- Goal -
Locate every row below that contains the word "black" and copy each of those rows.

* BEGIN Source data *

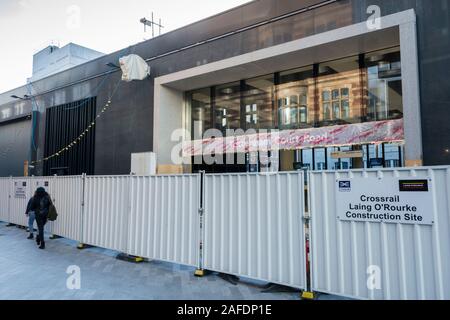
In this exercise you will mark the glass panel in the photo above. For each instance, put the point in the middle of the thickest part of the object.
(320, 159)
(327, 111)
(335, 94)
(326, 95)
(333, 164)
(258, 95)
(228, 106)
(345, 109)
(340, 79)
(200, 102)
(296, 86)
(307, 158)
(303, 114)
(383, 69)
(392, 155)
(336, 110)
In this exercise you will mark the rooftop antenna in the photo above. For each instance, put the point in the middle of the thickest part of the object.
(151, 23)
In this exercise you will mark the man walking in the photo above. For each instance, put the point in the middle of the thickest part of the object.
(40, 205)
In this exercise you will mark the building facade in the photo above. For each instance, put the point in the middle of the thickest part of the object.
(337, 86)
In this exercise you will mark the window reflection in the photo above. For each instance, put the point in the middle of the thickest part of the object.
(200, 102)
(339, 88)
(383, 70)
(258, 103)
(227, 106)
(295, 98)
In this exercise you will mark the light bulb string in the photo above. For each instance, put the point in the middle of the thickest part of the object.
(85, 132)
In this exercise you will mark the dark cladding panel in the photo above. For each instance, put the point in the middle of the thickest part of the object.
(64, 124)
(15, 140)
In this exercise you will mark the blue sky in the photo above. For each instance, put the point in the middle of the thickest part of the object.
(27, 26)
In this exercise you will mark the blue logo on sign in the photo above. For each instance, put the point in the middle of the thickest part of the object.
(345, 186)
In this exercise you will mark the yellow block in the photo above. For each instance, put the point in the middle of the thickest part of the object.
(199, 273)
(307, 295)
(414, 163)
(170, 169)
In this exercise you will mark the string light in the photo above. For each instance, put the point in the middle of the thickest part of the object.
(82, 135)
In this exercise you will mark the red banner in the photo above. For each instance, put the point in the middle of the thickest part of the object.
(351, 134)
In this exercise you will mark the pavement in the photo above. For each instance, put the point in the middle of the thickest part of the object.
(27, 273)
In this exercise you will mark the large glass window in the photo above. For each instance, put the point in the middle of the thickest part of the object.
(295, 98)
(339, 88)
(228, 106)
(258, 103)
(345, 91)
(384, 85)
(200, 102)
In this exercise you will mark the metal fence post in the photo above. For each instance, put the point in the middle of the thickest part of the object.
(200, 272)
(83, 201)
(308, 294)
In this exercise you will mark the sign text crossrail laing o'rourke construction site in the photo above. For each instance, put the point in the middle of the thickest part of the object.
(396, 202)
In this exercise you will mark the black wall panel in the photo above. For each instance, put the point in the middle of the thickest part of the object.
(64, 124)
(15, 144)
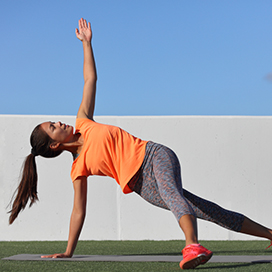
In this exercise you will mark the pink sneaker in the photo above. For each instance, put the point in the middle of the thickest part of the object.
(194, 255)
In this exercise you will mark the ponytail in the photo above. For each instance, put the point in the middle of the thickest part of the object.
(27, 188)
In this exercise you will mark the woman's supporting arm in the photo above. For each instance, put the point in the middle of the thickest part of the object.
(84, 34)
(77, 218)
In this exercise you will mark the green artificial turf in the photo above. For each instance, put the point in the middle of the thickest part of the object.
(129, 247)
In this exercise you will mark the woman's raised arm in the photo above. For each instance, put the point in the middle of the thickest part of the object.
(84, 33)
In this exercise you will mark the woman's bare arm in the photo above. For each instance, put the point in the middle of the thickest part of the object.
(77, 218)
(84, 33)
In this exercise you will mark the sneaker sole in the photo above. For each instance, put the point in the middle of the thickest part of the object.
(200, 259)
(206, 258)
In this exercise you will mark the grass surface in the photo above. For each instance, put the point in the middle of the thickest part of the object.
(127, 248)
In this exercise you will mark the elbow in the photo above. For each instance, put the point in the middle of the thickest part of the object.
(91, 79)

* END Source data *
* BEGIN Source data *

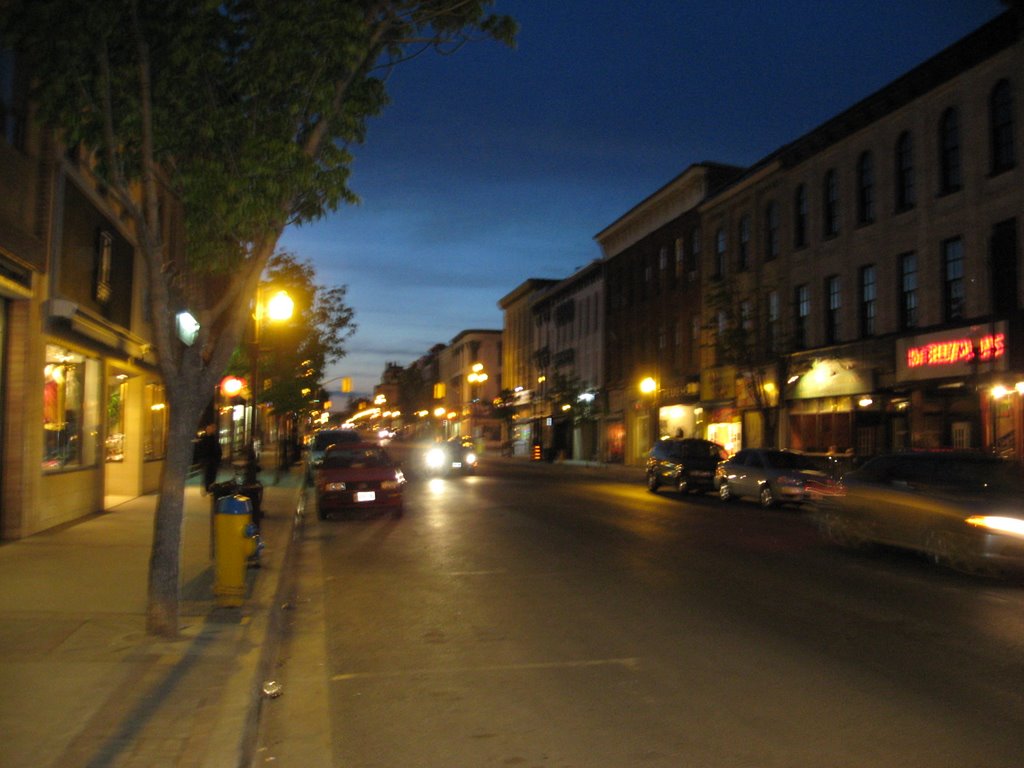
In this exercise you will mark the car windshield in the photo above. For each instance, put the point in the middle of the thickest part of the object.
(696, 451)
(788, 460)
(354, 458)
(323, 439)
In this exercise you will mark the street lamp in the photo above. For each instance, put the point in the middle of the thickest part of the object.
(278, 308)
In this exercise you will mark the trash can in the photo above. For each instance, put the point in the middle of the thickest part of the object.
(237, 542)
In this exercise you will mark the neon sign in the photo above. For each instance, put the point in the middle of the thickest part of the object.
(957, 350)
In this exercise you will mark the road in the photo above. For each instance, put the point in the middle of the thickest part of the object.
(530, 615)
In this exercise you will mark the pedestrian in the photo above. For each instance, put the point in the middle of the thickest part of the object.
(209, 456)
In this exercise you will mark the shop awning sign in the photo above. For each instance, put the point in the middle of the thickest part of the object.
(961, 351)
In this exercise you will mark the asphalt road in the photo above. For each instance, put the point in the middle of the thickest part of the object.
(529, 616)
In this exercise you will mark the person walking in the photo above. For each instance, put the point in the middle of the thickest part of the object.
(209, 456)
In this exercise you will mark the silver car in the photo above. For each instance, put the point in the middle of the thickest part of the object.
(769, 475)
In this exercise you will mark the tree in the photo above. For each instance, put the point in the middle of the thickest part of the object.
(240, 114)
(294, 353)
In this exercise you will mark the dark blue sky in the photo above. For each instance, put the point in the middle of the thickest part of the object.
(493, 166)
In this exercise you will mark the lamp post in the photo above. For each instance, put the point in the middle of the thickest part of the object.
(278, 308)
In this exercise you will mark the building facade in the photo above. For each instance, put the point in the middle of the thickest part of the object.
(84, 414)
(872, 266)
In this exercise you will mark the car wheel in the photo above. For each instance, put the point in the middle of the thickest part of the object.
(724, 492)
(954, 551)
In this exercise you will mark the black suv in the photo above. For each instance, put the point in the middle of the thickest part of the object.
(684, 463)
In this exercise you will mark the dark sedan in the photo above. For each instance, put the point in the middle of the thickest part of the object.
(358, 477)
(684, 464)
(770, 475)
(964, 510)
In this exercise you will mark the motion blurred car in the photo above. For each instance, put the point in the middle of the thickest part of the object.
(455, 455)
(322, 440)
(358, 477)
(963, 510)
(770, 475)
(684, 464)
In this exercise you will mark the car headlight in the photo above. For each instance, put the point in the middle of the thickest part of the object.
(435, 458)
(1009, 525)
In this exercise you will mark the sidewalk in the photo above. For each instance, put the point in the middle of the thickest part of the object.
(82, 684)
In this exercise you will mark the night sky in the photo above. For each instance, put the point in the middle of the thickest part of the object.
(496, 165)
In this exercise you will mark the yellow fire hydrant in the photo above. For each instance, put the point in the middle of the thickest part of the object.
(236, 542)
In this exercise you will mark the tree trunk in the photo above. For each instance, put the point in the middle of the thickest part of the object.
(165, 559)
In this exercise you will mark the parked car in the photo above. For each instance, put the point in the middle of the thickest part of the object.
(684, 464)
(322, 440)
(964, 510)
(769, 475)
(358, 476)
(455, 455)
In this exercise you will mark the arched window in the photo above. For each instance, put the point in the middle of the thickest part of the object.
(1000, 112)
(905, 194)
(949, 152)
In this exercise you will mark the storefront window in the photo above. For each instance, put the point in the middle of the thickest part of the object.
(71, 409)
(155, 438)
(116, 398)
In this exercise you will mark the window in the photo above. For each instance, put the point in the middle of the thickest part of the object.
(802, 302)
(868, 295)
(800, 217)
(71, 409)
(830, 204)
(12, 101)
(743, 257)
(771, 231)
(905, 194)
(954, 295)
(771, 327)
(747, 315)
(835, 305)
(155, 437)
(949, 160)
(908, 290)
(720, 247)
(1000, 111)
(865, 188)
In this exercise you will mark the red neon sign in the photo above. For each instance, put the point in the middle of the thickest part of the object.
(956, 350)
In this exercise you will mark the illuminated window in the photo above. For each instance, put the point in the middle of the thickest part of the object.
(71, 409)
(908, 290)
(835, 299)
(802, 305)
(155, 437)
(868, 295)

* END Source data *

- Expected answer -
In this exercise you will mark the black wall panel in the photo above. For each instance, put the point in the middle of the thickest part of the object.
In this exercise you will mark the black suv in the photo above. For each instance, put the point in the middle of the thickest part of the object.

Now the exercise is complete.